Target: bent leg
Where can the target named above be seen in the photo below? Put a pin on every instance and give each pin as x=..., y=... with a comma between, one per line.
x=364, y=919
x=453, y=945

☆ ☆ ☆

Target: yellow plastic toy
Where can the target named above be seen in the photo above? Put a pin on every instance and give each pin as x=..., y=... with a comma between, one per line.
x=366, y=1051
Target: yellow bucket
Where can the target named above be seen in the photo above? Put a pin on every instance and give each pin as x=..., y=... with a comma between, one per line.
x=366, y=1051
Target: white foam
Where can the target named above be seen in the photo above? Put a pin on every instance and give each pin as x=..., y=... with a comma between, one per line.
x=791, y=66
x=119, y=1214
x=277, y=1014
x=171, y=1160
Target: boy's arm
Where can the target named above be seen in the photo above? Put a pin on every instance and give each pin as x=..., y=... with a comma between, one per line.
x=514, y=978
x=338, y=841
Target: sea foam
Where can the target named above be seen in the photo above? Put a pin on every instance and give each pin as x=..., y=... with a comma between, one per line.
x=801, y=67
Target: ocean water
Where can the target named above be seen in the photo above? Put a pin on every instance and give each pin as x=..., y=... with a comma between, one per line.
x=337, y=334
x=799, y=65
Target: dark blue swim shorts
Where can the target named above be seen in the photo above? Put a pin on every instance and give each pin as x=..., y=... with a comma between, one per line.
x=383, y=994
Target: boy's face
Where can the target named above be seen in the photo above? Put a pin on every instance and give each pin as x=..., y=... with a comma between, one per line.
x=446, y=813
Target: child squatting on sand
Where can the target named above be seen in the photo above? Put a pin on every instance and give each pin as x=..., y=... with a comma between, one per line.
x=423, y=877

☆ ☆ ☆

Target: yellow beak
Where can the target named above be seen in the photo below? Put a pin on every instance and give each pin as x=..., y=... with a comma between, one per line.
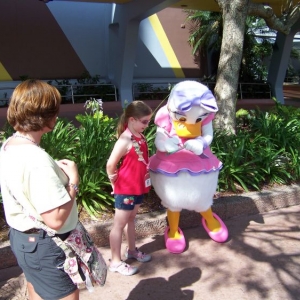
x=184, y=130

☆ ☆ ☆

◆ **Goal of the exercise**: Write out again the part of the listing that opens with the line containing "Target: bent leg" and closes with the line containing "x=453, y=945", both lines included, keeping every line as it stands except that each x and y coordinate is shifted up by 71.

◆ **Written response**:
Target: bent leg
Where can the target named above be seen in the photo below? Put a pin on every instance and give each pin as x=..., y=... with a comma between, one per line.
x=435, y=990
x=524, y=1016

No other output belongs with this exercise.